▶ [Fragmento para leer]
Por un lado, parece que la sociedad actual cultiva objetivamente la familiaridad con la vida económica. En efecto, los hogares son hoy centros de decisión económica: no solo compran, sino que ahorran e invierten. Pero, al mismo tiempo, la comodidad que supone la atención del Estado de bienestar hace que muchas personas se desentiendan de cualquier consideración empresarial de la vida. Es una extraña vuelta a los valores de la sociedad estamental en la que se despreciaban los oficios viles, el trabajo manual o el comercial. El sociólogo Enrique Gil Calvo interpreta ese retroceso como una consecuencia del sistema educativo universal, gratuito y sin exigencias: "Como en la escuela se impone a todos el mismo estilo de vida del ocioso estudiante de clase media acomodada, sea cual sea el origen social de cada cual, el resultado es que solo se aprende el más absoluto desprecio por todo lo que suene a trabajo manual y productividad" (Gil Calvo 93:38). No es que se desprecie solo el trabajo manual sino cualquier empleo subordinado. Es lo que el lenguaje coloquial llama "curro". Curiosamente, el título educativo se convierte en una franquicia para no esforzarse, como en su día lo fue el título nobiliario. Aunque la crítica de Gil Calvo sea certera, a él mismo no le enoja mucho la consecuencia de una "cultura hedonista del placer y del ocio". La comprende desde su posición de "tolerante materialista ilustrado" (p.39). Eso es ser un intelectual al día.

Ramiro de Maeztu tiene una mala consideración de los comerciantes, pero solo cuando ejercen de prestamistas, seguramente porque su padre hacendado cubano se arruinó con las hipotecas dadas a los comerciantes. El desprecio verdadero es contra el funcionario o el rentista, lo que le lleva incluso a la justificación del fraude fiscal. "Por paradójica que mi tesis parezca, es lo cierto que resulta más patriota el pago respetando el arancel. Los mil duros defraudados no desaparecen del torrente de la riqueza patria, mientras que las 5.000 pesetas percibidas por la Aduana solo valen para fomentar la haraganería, dando la sopa boba a un par de militares, escribientes, periodistas subvencionados, tenedores de papel [obligaciones], canónigos, porteros o lo que sean" (Maeztu 99d:107).

▶ [Extractos de registros]
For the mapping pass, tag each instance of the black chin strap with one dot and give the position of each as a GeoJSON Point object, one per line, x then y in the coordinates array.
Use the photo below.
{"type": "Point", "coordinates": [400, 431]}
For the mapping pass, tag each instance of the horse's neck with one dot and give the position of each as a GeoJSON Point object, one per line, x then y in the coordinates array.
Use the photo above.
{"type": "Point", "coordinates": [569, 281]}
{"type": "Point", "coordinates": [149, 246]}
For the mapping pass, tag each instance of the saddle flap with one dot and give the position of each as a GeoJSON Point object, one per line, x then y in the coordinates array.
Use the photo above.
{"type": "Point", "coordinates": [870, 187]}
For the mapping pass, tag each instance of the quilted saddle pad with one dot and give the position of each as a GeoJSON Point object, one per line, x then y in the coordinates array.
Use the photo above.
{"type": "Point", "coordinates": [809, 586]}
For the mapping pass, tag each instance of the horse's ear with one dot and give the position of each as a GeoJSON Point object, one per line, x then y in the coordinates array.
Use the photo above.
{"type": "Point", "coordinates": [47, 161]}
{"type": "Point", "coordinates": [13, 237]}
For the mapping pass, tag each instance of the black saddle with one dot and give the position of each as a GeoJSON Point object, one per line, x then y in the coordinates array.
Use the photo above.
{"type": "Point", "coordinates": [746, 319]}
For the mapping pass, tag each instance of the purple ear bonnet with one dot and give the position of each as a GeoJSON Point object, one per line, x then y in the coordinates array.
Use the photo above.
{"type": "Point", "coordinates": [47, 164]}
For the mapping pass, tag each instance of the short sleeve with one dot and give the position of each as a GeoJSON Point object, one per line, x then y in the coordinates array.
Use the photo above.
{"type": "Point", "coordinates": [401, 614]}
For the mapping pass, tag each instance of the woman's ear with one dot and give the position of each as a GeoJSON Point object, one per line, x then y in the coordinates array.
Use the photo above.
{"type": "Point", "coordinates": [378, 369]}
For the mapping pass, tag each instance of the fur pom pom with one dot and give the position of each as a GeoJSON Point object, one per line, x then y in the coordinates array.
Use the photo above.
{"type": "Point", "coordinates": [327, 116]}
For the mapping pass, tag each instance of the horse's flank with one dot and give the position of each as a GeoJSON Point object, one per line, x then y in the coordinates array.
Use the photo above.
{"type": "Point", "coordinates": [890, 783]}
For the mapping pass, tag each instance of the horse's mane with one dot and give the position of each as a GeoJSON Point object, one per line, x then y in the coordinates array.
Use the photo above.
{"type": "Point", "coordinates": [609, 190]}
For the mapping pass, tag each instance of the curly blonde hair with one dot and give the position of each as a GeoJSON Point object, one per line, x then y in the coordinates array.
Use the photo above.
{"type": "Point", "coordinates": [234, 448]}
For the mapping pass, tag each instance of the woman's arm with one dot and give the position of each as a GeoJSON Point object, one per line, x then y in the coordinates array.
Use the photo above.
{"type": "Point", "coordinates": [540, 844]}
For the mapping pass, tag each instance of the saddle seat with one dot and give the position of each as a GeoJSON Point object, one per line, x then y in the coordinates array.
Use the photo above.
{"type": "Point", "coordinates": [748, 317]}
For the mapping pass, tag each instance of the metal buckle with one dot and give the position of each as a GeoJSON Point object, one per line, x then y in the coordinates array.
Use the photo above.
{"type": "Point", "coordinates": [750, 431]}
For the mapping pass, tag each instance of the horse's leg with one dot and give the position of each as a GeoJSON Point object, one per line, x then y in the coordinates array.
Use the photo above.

▶ [Lista de tareas]
[a] Resume en dos oraciones el fragmento sobre el desprecio por el trabajo y la vida económica.
[b] Prolonga, por favor, el fragmento sobre el desprecio por el trabajo a partir del punto en que termina.

▶ [Respuestas esperadas]
[a] Aunque los hogares actuales ahorran e invierten, la comodidad del Estado de bienestar lleva a muchas personas a desentenderse de lo empresarial, algo que Enrique Gil Calvo atribuye a un sistema educativo universal, gratuito y sin exigencias que enseña a despreciar el trabajo manual y la productividad. Ramiro de Maeztu, por su parte, solo censura a los comerciantes cuando actúan como prestamistas, y su verdadero desprecio se dirige al funcionario y al rentista, hasta el punto de justificar el fraude fiscal.

[b]
Unamuno se niega a creer que lo que falta en España sean empresarios. Antes bien, lo que se necesita es "una mayor difusión de sanos elementos fundamentales de economía". Una aplicación de ese principio de Economía fundamental es que "en contra de lo que se repite... la mayor parte del suelo de España es muy pobre" (Unamuno 98a:696). Ya sabemos que esa premisa realista de considerar mal dotado el territorio español es una de las divisas del regeneracionismo. Era una forma sencilla de empezar a introducir la consideración económica en las preocupaciones intelectuales.

Pío Baroja habla por los personajes de sus novelas. A veces salta una chispa de canto a la industria: "El hierro es un metal honrado" (Baroja 00:216). Sin embargo, predomina un tono destemplado para caracterizar a la burguesía industrial, tratada como "cursi, insignificante, hambrona, rapaz" (Baroja 31:285). No debe olvidarse que Baroja despotrica contra todo el mundo, incluidos sus colegas; solo se salva Azorín y un poco Ortega. Conviene recordar asimismo que Baroja regentó durante algún tiempo un negocio de panadería. Esa dedicación comercial no le hizo reconocer el trabajo de los pequeños industriales, a quienes asociaba con los vitandos judíos. El antisemitismo de Baroja (judíos, moros) es proverbial, aunque el de San Sebastián más bien es antitodo.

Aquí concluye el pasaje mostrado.